[Image box annotation records]

● ● ● ●

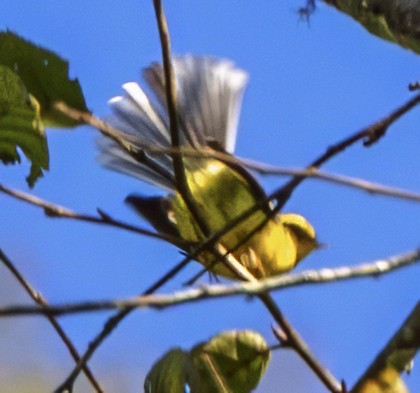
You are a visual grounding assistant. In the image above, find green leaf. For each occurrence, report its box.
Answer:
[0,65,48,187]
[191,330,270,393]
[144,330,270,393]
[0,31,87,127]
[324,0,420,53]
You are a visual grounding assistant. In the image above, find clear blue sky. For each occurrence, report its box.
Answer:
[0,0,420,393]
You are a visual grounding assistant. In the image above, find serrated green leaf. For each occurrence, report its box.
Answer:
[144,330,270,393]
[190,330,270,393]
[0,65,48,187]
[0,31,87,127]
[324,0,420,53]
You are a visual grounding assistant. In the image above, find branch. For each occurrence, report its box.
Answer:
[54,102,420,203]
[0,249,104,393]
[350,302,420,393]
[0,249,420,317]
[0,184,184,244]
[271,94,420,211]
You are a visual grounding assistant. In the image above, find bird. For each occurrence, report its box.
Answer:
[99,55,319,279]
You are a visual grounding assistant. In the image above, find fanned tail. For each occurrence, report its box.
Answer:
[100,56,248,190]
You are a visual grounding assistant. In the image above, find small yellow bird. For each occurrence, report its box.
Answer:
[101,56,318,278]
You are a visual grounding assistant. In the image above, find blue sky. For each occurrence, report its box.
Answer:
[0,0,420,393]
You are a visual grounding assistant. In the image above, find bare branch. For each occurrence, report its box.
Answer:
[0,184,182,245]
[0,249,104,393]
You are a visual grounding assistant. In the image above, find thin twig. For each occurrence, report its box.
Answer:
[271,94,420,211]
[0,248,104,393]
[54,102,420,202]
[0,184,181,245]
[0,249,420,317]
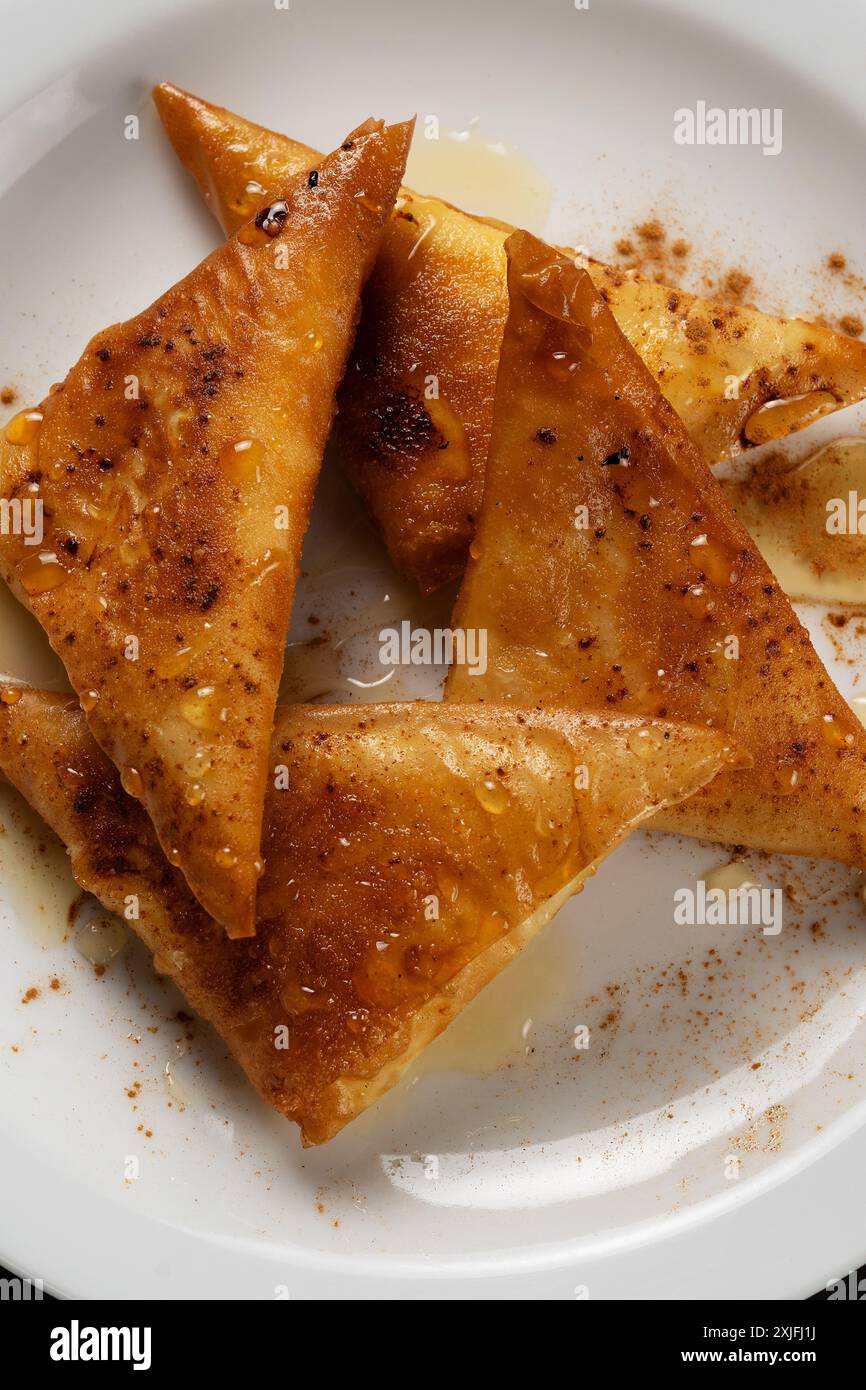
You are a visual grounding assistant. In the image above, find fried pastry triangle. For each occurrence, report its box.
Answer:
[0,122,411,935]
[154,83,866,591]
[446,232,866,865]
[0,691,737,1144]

● ● ● ●

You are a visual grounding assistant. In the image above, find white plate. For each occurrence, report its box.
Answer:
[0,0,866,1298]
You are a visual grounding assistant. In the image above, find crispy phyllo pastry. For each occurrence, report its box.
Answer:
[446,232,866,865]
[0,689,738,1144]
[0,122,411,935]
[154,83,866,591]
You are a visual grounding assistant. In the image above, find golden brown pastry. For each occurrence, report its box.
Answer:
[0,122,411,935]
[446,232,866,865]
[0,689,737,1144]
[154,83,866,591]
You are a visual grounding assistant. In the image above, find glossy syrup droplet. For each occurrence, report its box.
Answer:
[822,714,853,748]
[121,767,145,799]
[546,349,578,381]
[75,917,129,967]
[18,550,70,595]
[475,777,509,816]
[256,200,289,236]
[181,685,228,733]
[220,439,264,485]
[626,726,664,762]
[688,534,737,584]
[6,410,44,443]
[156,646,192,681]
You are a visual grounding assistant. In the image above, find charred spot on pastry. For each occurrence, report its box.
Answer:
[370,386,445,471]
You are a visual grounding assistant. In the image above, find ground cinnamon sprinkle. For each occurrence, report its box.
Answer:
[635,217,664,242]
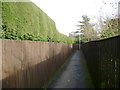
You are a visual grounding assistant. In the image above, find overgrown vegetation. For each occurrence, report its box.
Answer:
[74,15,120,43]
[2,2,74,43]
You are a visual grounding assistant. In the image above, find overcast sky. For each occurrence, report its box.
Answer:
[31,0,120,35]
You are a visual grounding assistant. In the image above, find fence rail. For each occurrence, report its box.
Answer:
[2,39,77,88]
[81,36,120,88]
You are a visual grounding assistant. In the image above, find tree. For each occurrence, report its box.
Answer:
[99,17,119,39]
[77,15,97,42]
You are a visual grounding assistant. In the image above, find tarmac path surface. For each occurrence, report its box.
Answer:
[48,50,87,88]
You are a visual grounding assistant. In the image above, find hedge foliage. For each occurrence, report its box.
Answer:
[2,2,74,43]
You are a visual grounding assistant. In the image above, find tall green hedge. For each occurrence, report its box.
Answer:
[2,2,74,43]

● ● ● ●

§ **Stated goal**: Edit the items, starting at the line that has "triangle. For each occurrence, report its box." and ending after the line that has "[0,691,737,1144]". Put "baked" in place of "fried", leave everything else unchanged, and return only those lines.

§ **Result of the exercise**:
You are a visual grounding assistant. In the image above, find baked pastry triangle. For each occurrence, report its box.
Answer:
[0,122,411,935]
[154,83,866,591]
[446,232,866,865]
[0,691,737,1144]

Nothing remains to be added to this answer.